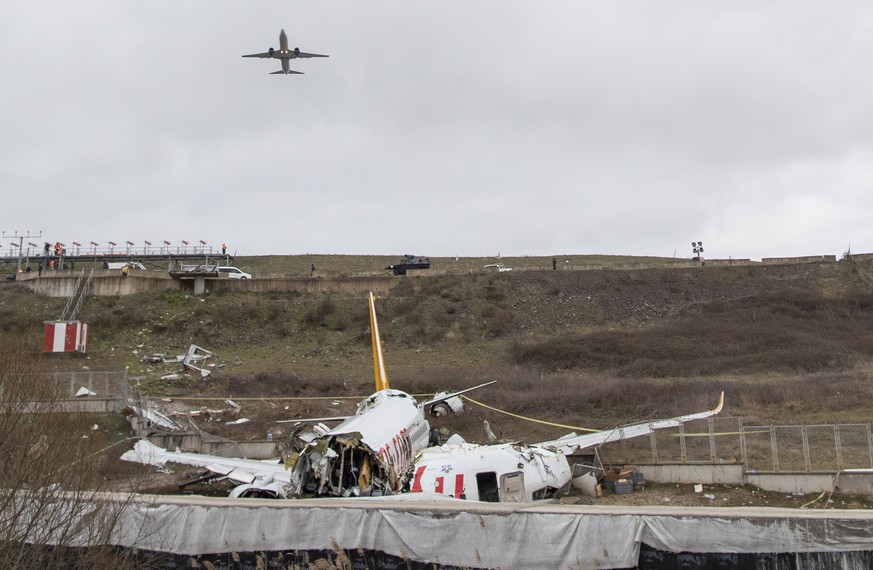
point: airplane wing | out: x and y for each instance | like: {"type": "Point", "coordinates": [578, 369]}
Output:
{"type": "Point", "coordinates": [444, 397]}
{"type": "Point", "coordinates": [235, 469]}
{"type": "Point", "coordinates": [572, 443]}
{"type": "Point", "coordinates": [297, 54]}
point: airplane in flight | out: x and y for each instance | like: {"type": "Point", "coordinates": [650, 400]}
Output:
{"type": "Point", "coordinates": [285, 55]}
{"type": "Point", "coordinates": [368, 453]}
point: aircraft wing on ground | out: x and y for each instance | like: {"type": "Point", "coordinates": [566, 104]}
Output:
{"type": "Point", "coordinates": [572, 442]}
{"type": "Point", "coordinates": [265, 475]}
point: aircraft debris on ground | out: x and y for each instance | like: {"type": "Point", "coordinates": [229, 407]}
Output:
{"type": "Point", "coordinates": [191, 360]}
{"type": "Point", "coordinates": [382, 449]}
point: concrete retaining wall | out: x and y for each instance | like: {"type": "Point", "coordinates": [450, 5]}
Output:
{"type": "Point", "coordinates": [111, 283]}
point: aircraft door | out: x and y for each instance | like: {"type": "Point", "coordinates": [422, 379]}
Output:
{"type": "Point", "coordinates": [512, 487]}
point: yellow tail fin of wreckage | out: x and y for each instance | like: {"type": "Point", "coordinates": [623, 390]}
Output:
{"type": "Point", "coordinates": [378, 357]}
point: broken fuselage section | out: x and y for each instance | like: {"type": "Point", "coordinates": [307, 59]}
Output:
{"type": "Point", "coordinates": [368, 454]}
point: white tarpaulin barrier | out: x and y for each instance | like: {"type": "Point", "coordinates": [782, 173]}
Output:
{"type": "Point", "coordinates": [479, 535]}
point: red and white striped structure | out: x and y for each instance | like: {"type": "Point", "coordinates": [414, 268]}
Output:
{"type": "Point", "coordinates": [65, 336]}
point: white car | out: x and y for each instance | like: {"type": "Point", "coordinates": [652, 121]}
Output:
{"type": "Point", "coordinates": [234, 273]}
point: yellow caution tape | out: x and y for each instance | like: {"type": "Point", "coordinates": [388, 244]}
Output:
{"type": "Point", "coordinates": [527, 418]}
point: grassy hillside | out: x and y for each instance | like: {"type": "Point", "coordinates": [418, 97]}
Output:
{"type": "Point", "coordinates": [787, 343]}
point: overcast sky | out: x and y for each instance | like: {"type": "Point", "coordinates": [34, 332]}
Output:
{"type": "Point", "coordinates": [458, 127]}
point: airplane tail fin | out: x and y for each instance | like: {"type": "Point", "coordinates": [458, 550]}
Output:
{"type": "Point", "coordinates": [378, 357]}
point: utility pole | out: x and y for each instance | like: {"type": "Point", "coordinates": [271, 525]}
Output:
{"type": "Point", "coordinates": [21, 244]}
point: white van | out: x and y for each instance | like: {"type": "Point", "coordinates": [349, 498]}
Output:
{"type": "Point", "coordinates": [234, 273]}
{"type": "Point", "coordinates": [123, 264]}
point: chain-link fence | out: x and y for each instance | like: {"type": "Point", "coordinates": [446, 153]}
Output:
{"type": "Point", "coordinates": [804, 448]}
{"type": "Point", "coordinates": [106, 385]}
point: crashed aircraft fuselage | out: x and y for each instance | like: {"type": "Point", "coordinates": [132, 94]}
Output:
{"type": "Point", "coordinates": [367, 454]}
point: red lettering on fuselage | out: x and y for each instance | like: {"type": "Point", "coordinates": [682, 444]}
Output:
{"type": "Point", "coordinates": [416, 482]}
{"type": "Point", "coordinates": [459, 485]}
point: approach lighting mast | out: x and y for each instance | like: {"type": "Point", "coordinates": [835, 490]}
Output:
{"type": "Point", "coordinates": [20, 244]}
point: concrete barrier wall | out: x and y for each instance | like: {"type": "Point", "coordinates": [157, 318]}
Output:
{"type": "Point", "coordinates": [108, 283]}
{"type": "Point", "coordinates": [194, 442]}
{"type": "Point", "coordinates": [343, 285]}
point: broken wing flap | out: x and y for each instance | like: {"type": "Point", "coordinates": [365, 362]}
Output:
{"type": "Point", "coordinates": [248, 471]}
{"type": "Point", "coordinates": [572, 443]}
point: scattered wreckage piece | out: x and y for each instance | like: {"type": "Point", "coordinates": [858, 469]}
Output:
{"type": "Point", "coordinates": [195, 354]}
{"type": "Point", "coordinates": [267, 479]}
{"type": "Point", "coordinates": [151, 417]}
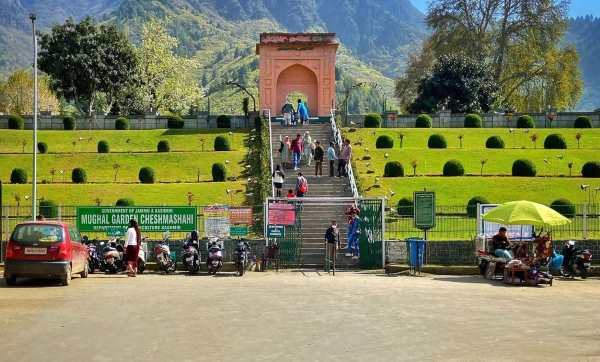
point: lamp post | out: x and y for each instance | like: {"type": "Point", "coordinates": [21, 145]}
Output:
{"type": "Point", "coordinates": [35, 111]}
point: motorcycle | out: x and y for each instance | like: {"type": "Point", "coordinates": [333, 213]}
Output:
{"type": "Point", "coordinates": [241, 252]}
{"type": "Point", "coordinates": [112, 257]}
{"type": "Point", "coordinates": [191, 256]}
{"type": "Point", "coordinates": [93, 258]}
{"type": "Point", "coordinates": [214, 261]}
{"type": "Point", "coordinates": [163, 256]}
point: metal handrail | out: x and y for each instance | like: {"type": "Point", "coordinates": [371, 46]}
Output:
{"type": "Point", "coordinates": [337, 135]}
{"type": "Point", "coordinates": [268, 112]}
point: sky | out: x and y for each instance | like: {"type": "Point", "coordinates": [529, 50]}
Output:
{"type": "Point", "coordinates": [578, 7]}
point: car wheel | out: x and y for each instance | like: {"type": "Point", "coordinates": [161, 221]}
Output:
{"type": "Point", "coordinates": [86, 271]}
{"type": "Point", "coordinates": [66, 279]}
{"type": "Point", "coordinates": [10, 280]}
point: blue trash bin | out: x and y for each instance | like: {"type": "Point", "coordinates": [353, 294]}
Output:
{"type": "Point", "coordinates": [416, 253]}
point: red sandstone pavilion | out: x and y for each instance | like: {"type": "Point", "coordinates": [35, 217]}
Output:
{"type": "Point", "coordinates": [297, 63]}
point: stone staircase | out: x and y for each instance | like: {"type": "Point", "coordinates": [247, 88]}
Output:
{"type": "Point", "coordinates": [317, 215]}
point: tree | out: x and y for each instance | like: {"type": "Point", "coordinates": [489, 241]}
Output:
{"type": "Point", "coordinates": [168, 83]}
{"type": "Point", "coordinates": [86, 62]}
{"type": "Point", "coordinates": [457, 83]}
{"type": "Point", "coordinates": [16, 94]}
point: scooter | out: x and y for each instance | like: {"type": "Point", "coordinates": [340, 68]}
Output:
{"type": "Point", "coordinates": [241, 256]}
{"type": "Point", "coordinates": [191, 256]}
{"type": "Point", "coordinates": [163, 256]}
{"type": "Point", "coordinates": [214, 262]}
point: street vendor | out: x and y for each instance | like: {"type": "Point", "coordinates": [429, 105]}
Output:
{"type": "Point", "coordinates": [501, 245]}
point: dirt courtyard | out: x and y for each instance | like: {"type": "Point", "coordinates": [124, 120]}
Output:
{"type": "Point", "coordinates": [299, 316]}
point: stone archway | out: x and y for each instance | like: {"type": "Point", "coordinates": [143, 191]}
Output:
{"type": "Point", "coordinates": [303, 62]}
{"type": "Point", "coordinates": [297, 79]}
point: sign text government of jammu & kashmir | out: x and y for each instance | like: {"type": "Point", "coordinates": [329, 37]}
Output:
{"type": "Point", "coordinates": [149, 218]}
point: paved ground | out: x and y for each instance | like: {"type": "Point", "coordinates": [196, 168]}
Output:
{"type": "Point", "coordinates": [298, 316]}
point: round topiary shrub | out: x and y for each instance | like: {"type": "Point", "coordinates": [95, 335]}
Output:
{"type": "Point", "coordinates": [222, 144]}
{"type": "Point", "coordinates": [49, 209]}
{"type": "Point", "coordinates": [69, 123]}
{"type": "Point", "coordinates": [384, 141]}
{"type": "Point", "coordinates": [15, 122]}
{"type": "Point", "coordinates": [523, 168]}
{"type": "Point", "coordinates": [174, 121]}
{"type": "Point", "coordinates": [589, 169]}
{"type": "Point", "coordinates": [223, 121]}
{"type": "Point", "coordinates": [219, 172]}
{"type": "Point", "coordinates": [146, 175]}
{"type": "Point", "coordinates": [405, 207]}
{"type": "Point", "coordinates": [373, 120]}
{"type": "Point", "coordinates": [393, 169]}
{"type": "Point", "coordinates": [494, 142]}
{"type": "Point", "coordinates": [122, 123]}
{"type": "Point", "coordinates": [18, 176]}
{"type": "Point", "coordinates": [437, 141]}
{"type": "Point", "coordinates": [555, 141]}
{"type": "Point", "coordinates": [42, 147]}
{"type": "Point", "coordinates": [583, 122]}
{"type": "Point", "coordinates": [125, 202]}
{"type": "Point", "coordinates": [423, 121]}
{"type": "Point", "coordinates": [525, 121]}
{"type": "Point", "coordinates": [103, 147]}
{"type": "Point", "coordinates": [78, 176]}
{"type": "Point", "coordinates": [472, 121]}
{"type": "Point", "coordinates": [472, 205]}
{"type": "Point", "coordinates": [163, 146]}
{"type": "Point", "coordinates": [453, 168]}
{"type": "Point", "coordinates": [564, 207]}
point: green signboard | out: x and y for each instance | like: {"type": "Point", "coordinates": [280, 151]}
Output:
{"type": "Point", "coordinates": [276, 231]}
{"type": "Point", "coordinates": [424, 209]}
{"type": "Point", "coordinates": [116, 219]}
{"type": "Point", "coordinates": [238, 230]}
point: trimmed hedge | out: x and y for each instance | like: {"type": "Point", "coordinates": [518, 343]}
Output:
{"type": "Point", "coordinates": [42, 147]}
{"type": "Point", "coordinates": [564, 207]}
{"type": "Point", "coordinates": [18, 176]}
{"type": "Point", "coordinates": [103, 147]}
{"type": "Point", "coordinates": [163, 146]}
{"type": "Point", "coordinates": [454, 168]}
{"type": "Point", "coordinates": [472, 121]}
{"type": "Point", "coordinates": [583, 122]}
{"type": "Point", "coordinates": [219, 172]}
{"type": "Point", "coordinates": [437, 141]}
{"type": "Point", "coordinates": [589, 169]}
{"type": "Point", "coordinates": [393, 169]}
{"type": "Point", "coordinates": [174, 122]}
{"type": "Point", "coordinates": [494, 142]}
{"type": "Point", "coordinates": [15, 122]}
{"type": "Point", "coordinates": [384, 141]}
{"type": "Point", "coordinates": [523, 168]}
{"type": "Point", "coordinates": [525, 121]}
{"type": "Point", "coordinates": [555, 141]}
{"type": "Point", "coordinates": [223, 121]}
{"type": "Point", "coordinates": [122, 123]}
{"type": "Point", "coordinates": [48, 209]}
{"type": "Point", "coordinates": [146, 175]}
{"type": "Point", "coordinates": [372, 120]}
{"type": "Point", "coordinates": [78, 175]}
{"type": "Point", "coordinates": [406, 207]}
{"type": "Point", "coordinates": [472, 205]}
{"type": "Point", "coordinates": [423, 121]}
{"type": "Point", "coordinates": [222, 143]}
{"type": "Point", "coordinates": [125, 202]}
{"type": "Point", "coordinates": [69, 123]}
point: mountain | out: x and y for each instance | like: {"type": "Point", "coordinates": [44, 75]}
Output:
{"type": "Point", "coordinates": [584, 32]}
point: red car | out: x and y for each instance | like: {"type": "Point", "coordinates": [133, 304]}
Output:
{"type": "Point", "coordinates": [45, 249]}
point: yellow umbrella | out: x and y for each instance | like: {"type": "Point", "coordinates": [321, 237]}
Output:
{"type": "Point", "coordinates": [525, 213]}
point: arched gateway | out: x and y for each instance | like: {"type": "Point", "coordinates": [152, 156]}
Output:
{"type": "Point", "coordinates": [297, 63]}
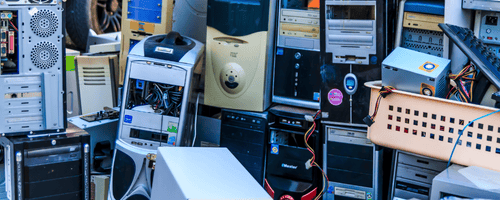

————————

__Exercise prompt__:
How many lines above include the word "ground"? Answer with the number alone.

__Task result__:
3